(Source document Opens)

Szysznyk (pronounced SIZ-nik) is an American sitcom produced by Paramount Television. Originally broadcast on CBS as a summer replacement series, five episodes were aired during August 1977, followed by ten more during the 1977-78 television season. The series starred Ned Beatty as Nick Szysznyk.

==Plot==
Retired Marine Nick Szysznyk is a supervisor at a Washington, D.C. community center.

The ongoing punchline of the show was that people meeting Szysznyk for the first time almost invariably mispronounced his surname. An example from one episode included a narcotics detective who pronounced his name "Sneeze-wick".

(Source document Closes)
(Dataset entries Opens)

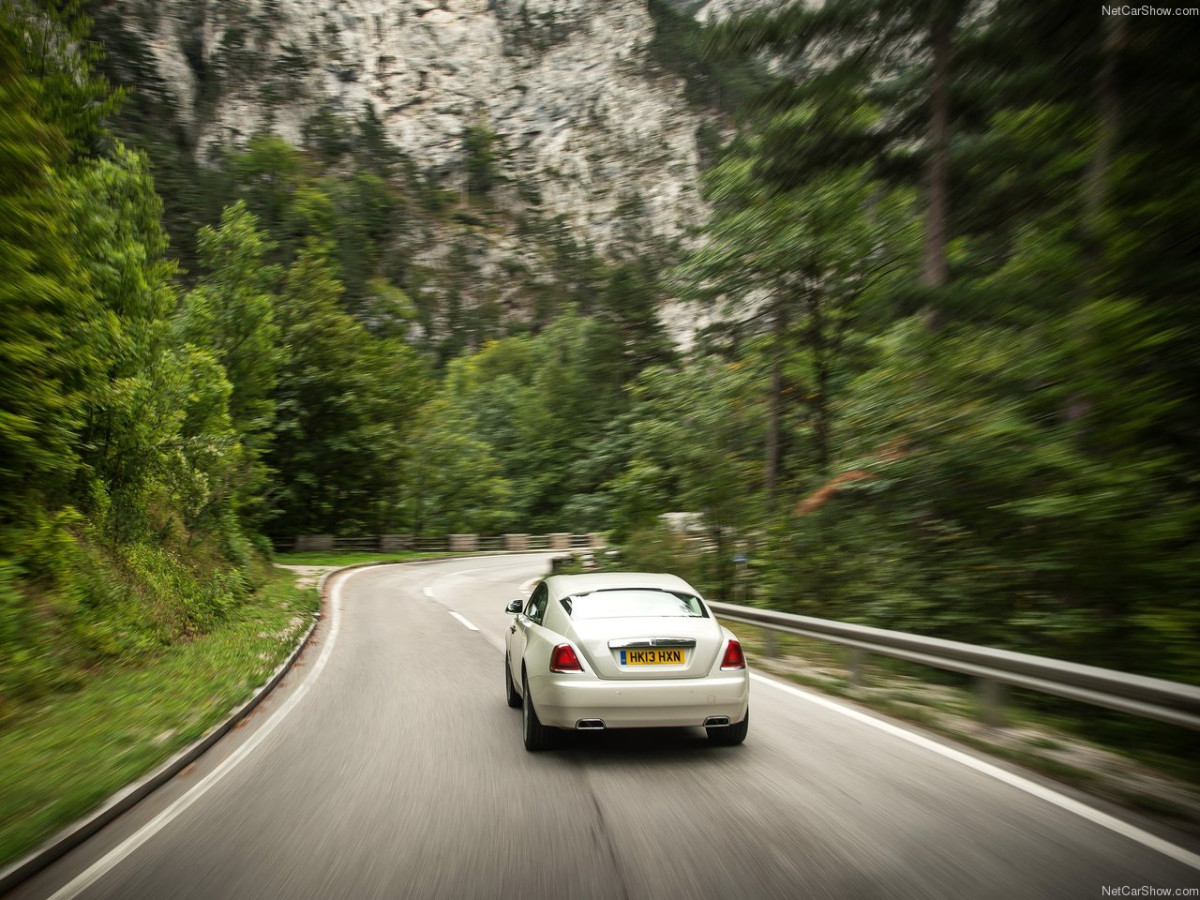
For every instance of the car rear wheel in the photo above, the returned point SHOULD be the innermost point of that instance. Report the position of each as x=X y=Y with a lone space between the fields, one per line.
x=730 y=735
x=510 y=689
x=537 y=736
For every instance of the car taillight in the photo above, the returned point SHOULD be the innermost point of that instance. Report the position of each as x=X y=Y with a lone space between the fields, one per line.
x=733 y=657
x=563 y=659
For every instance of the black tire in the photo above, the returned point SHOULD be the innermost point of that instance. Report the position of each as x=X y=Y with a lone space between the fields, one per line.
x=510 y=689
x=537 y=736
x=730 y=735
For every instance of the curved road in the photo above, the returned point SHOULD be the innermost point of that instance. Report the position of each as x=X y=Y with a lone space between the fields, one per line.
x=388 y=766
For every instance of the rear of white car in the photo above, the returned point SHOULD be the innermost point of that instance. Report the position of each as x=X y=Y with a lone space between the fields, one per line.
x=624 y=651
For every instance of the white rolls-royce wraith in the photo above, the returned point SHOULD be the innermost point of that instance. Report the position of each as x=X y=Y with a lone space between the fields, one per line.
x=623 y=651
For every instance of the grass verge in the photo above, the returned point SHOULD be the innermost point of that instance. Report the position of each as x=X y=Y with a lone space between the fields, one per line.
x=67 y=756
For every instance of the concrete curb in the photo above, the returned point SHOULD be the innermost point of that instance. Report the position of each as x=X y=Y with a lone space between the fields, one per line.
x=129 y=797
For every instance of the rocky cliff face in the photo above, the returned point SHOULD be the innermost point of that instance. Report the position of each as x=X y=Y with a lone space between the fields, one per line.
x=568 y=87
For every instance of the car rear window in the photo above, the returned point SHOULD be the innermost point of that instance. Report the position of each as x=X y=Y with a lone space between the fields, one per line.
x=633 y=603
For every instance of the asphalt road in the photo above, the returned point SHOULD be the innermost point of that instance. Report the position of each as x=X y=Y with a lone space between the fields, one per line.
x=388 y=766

(Dataset entries Closes)

*Your tasks*.
(a) In the Szysznyk passage, where does Nick Szysznyk work as a supervisor?
(b) Copy out the stretch of the Szysznyk passage from "Szysznyk (pronounced SIZ-nik)" through "as Nick Szysznyk.".
The listing plays no part in what comes next.

*Solutions by task*.
(a) At a community center in Washington, D.C.

(b)
Szysznyk (pronounced SIZ-nik) is an American sitcom produced by Paramount Television. Originally broadcast on CBS as a summer replacement series, five episodes were aired during August 1977, followed by ten more during the 1977-78 television season. The series starred Ned Beatty as Nick Szysznyk.